**Exercise requirements**
Take each line in the entries below that holds "serrated" and show it.

**Photo-based referring expression data**
-- Opening Marker --

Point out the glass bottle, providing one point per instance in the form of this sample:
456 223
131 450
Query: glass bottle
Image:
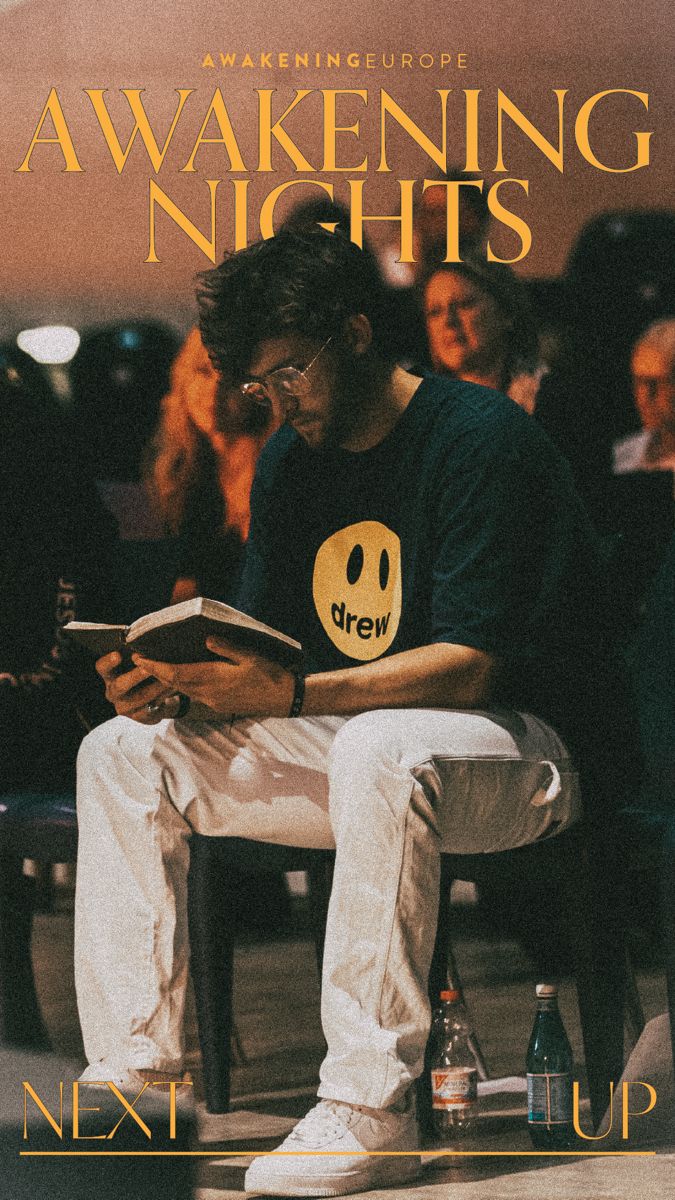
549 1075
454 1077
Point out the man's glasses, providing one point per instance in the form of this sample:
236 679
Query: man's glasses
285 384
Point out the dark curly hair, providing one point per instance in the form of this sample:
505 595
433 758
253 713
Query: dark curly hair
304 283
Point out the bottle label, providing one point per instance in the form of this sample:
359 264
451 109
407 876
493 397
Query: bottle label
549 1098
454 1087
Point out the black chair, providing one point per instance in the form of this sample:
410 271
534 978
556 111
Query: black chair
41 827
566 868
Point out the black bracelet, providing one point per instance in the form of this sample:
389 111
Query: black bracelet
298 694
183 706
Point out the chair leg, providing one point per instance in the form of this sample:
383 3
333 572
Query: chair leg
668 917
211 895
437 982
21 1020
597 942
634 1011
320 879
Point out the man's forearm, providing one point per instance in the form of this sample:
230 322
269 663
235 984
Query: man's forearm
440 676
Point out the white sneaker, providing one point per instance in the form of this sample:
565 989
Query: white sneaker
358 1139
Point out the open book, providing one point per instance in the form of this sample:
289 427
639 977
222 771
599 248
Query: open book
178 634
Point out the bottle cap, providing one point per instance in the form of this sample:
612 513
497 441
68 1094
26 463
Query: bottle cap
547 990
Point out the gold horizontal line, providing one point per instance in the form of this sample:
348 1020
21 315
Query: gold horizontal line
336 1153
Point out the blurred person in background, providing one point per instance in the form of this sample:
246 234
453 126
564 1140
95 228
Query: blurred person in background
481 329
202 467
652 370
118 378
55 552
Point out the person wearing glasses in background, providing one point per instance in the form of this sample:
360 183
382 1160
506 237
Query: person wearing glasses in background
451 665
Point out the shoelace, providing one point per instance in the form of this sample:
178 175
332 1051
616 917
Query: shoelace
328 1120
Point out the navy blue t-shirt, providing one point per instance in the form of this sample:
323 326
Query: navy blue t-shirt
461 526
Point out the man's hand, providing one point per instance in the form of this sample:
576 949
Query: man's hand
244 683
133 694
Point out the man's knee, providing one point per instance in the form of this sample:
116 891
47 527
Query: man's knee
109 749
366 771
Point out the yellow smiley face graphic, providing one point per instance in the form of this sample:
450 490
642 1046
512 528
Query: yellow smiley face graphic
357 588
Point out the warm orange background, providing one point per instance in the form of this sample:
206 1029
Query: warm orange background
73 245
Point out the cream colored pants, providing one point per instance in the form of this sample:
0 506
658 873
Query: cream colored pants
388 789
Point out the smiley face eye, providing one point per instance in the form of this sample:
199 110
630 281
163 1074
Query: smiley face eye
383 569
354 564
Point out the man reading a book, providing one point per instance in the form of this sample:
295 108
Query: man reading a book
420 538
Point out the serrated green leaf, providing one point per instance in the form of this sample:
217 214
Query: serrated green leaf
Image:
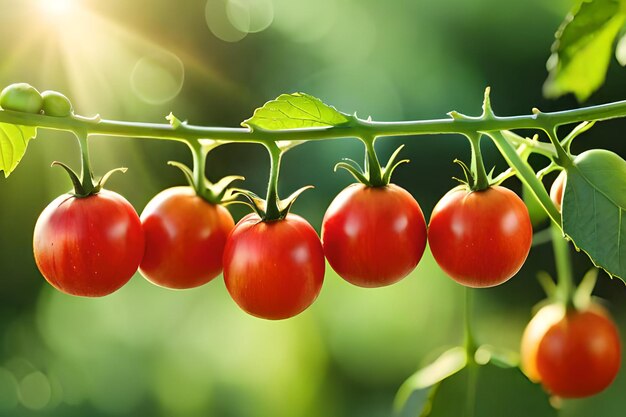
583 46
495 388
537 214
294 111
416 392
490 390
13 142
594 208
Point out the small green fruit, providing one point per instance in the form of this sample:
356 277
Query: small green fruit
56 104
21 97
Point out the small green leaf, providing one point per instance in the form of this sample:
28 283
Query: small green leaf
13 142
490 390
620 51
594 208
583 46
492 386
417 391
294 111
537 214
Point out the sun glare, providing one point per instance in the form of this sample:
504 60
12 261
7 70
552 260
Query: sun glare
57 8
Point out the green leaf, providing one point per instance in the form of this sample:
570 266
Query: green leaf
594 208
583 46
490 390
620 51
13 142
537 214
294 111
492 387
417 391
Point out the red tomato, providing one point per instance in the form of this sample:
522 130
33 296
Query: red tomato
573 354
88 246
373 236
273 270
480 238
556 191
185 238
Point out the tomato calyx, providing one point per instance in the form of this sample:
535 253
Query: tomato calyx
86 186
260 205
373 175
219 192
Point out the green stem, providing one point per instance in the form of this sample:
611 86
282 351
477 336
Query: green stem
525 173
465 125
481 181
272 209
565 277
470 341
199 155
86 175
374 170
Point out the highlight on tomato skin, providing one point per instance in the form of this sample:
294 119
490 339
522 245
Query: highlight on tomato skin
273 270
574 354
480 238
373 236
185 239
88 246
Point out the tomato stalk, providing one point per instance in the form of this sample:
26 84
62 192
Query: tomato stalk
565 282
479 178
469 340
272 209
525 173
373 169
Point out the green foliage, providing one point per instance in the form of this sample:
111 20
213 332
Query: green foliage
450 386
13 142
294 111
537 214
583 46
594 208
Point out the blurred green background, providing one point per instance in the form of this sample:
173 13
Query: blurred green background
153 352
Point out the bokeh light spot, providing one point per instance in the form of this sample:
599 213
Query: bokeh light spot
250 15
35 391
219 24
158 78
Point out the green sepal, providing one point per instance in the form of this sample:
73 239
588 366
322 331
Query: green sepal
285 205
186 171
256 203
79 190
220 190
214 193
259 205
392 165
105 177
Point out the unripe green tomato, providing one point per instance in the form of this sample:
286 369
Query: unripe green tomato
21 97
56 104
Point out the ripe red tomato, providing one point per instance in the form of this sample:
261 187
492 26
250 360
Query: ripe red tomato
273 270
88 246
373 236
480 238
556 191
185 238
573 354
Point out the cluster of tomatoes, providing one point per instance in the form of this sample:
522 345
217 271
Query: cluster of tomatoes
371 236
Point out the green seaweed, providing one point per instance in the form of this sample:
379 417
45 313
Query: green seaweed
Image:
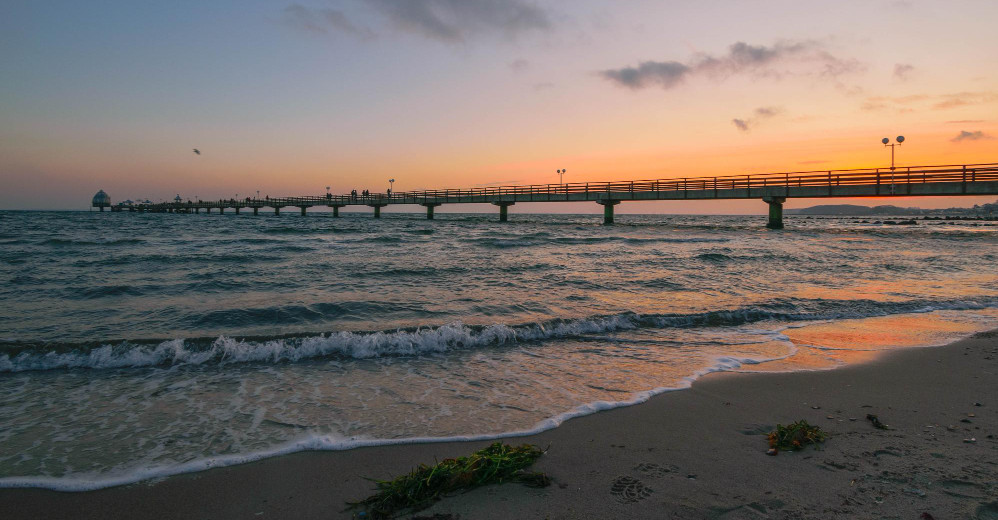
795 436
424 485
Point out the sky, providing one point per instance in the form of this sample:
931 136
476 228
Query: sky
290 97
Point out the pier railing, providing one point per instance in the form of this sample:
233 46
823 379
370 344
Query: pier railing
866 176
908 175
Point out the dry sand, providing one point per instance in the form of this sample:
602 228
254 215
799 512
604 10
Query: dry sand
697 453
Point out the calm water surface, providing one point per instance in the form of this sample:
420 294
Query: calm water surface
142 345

-- Closing Marker --

**Solution to the exercise**
Point out the serrated green leaf, providing one point per instance in the form of this sample:
Query: serrated green leaf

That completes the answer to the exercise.